→ **Task directions**:
Could you quote, exactly as they stand, the lines running from the one with "If you could mark the red" to the final line of the material?

→ **Entries supplied**:
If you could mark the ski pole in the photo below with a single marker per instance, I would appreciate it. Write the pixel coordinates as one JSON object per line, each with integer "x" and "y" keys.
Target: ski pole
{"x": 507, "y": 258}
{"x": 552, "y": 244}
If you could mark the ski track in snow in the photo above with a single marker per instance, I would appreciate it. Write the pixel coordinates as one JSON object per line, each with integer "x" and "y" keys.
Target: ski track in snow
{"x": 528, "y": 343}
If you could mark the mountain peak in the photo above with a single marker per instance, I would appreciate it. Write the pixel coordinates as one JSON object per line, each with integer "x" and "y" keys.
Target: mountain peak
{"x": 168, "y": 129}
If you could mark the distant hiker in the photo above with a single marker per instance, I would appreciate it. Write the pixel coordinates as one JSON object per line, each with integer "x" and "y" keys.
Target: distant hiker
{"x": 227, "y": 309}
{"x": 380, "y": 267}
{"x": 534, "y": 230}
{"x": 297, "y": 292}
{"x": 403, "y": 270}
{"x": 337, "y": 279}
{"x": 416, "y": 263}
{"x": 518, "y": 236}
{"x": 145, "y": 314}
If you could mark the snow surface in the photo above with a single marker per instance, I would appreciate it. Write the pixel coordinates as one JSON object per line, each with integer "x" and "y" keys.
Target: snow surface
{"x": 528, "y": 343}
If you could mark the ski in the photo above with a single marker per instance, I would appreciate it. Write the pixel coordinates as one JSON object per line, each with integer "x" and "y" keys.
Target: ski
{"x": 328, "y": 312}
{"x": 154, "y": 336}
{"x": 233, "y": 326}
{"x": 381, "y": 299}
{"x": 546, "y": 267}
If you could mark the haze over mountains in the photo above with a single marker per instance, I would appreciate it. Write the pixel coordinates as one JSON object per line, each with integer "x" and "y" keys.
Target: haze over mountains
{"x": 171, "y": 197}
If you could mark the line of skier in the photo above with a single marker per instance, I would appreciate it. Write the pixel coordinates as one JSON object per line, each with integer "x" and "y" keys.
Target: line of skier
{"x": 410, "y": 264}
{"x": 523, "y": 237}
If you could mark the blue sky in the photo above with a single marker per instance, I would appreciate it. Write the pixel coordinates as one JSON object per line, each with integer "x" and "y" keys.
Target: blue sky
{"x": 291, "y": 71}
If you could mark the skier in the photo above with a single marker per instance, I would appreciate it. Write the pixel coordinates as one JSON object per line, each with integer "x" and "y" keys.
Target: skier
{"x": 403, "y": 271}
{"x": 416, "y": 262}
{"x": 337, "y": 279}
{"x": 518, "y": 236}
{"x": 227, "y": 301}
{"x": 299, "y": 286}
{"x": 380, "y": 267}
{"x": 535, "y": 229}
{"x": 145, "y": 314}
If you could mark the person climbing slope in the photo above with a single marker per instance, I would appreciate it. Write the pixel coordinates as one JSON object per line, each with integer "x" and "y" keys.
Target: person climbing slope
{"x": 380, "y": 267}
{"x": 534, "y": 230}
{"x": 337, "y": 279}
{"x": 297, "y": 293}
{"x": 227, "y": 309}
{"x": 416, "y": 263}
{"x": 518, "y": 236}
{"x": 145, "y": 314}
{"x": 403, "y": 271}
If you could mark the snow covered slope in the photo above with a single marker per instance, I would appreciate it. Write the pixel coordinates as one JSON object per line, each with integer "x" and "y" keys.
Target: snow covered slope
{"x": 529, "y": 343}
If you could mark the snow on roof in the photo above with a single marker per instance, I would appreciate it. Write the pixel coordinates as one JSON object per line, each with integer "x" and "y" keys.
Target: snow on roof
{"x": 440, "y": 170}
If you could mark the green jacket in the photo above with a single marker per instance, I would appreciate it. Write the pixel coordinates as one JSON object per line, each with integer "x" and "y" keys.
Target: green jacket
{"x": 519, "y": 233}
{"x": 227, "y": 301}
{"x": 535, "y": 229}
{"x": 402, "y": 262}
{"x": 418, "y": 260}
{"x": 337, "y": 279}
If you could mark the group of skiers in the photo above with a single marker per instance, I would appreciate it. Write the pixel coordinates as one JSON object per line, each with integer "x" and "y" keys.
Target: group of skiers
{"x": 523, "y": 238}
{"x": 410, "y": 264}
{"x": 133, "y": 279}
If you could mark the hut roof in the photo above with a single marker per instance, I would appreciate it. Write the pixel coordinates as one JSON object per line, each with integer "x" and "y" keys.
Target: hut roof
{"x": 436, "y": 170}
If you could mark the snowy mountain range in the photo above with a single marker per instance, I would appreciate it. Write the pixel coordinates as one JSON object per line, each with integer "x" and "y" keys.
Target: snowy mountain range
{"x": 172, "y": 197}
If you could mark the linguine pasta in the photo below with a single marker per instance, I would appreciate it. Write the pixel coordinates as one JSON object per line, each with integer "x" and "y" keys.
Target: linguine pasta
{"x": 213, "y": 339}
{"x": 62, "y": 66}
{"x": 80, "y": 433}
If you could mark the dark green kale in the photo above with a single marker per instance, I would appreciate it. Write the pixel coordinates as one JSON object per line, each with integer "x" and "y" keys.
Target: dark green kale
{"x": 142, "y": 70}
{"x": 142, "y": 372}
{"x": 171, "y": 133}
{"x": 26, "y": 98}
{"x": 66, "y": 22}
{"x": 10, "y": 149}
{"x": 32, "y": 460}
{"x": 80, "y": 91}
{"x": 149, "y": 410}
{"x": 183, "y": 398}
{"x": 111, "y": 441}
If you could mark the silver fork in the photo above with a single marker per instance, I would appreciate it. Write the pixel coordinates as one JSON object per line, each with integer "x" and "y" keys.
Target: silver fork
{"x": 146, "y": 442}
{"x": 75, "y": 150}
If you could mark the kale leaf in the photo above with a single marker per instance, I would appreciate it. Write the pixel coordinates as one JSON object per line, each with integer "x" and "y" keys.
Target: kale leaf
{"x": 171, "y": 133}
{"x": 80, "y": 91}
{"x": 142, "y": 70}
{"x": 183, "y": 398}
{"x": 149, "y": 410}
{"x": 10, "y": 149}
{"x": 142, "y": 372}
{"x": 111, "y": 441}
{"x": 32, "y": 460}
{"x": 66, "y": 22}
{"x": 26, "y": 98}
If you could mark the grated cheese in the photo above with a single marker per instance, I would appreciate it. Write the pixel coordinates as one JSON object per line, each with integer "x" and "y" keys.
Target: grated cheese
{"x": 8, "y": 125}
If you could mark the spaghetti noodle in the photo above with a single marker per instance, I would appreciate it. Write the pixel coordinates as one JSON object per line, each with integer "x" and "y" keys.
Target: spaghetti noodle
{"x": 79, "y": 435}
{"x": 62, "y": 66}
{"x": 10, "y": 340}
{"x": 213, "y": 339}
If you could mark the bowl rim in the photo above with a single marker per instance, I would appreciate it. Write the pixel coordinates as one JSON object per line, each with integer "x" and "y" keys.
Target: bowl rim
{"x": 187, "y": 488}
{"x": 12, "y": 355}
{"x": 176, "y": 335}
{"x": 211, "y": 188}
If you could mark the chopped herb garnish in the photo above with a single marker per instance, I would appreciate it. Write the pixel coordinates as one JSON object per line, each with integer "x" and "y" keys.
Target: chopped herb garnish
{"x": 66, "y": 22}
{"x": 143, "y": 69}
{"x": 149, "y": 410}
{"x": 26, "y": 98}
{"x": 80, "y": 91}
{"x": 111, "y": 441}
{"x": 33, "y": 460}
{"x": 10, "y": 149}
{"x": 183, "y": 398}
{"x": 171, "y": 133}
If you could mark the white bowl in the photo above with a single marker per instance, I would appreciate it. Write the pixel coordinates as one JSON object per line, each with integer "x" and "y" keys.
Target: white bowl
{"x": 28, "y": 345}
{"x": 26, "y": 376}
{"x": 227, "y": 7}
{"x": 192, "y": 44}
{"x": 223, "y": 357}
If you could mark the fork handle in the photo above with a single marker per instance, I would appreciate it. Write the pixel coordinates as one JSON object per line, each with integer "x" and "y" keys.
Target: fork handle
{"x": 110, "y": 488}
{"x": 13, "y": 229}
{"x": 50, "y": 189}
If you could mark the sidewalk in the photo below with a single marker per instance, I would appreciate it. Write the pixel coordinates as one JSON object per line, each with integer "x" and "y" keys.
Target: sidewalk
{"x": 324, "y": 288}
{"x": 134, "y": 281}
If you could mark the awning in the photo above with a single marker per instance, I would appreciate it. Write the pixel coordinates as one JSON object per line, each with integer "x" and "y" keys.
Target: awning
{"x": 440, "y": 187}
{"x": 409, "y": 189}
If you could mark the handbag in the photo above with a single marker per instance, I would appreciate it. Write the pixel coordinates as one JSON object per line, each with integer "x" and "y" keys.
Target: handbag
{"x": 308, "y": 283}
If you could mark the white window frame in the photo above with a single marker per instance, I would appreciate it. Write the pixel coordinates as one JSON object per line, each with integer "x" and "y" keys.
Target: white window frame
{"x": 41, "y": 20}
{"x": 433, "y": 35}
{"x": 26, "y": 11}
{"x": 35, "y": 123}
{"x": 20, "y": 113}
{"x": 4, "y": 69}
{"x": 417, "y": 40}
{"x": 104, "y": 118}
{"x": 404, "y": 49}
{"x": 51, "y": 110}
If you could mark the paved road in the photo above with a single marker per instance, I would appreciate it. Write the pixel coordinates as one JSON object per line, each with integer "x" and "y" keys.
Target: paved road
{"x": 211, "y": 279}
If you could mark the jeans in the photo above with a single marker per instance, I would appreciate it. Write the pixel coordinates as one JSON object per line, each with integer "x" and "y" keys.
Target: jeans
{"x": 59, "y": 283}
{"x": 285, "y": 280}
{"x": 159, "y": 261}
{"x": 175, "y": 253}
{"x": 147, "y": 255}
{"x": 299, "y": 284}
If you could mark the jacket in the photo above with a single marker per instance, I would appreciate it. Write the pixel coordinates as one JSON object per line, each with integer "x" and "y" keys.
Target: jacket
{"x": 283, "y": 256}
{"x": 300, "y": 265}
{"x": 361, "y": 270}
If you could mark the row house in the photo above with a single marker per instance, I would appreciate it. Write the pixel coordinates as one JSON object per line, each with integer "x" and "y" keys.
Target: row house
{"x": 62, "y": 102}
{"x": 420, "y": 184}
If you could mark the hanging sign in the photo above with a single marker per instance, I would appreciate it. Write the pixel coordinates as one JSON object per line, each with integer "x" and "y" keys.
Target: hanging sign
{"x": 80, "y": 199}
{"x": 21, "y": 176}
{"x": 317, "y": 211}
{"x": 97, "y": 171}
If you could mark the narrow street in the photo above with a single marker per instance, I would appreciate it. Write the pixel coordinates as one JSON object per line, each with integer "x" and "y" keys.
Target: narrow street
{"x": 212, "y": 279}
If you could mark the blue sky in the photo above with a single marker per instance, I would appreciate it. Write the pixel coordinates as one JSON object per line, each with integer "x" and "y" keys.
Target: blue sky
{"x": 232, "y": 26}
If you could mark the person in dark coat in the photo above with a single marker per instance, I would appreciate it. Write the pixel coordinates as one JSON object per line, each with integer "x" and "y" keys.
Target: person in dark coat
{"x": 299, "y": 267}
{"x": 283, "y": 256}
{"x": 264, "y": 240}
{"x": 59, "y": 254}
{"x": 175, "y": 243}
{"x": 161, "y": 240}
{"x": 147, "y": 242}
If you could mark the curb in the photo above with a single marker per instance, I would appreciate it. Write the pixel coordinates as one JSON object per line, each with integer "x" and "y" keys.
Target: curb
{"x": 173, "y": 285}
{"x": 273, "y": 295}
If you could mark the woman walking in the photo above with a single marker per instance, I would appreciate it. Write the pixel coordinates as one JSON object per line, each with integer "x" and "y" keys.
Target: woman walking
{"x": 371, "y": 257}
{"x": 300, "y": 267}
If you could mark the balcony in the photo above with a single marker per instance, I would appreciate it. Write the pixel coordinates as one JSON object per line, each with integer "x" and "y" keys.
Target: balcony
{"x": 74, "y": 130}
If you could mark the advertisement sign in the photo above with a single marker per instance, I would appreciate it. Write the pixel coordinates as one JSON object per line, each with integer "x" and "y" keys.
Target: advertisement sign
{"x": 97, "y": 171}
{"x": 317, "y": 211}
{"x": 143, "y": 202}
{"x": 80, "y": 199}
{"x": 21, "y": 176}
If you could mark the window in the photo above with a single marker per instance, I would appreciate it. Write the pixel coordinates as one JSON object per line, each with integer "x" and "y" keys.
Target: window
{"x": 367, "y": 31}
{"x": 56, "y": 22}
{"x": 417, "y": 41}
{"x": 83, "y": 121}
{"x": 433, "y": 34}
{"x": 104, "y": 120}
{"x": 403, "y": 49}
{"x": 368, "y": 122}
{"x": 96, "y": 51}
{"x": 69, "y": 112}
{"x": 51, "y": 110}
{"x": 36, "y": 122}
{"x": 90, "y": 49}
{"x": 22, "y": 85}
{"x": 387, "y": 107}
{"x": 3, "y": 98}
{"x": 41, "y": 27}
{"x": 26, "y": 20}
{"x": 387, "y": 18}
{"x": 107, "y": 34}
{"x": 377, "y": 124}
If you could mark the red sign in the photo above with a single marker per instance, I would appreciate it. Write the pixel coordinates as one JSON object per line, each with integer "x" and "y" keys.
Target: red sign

→ **Completed task**:
If you could mark the red sign in the photo above with a single marker per instance, I would appreciate it. Write the pixel coordinates as one JSON object per line, each with integer "x" and "y" keys.
Target: red sign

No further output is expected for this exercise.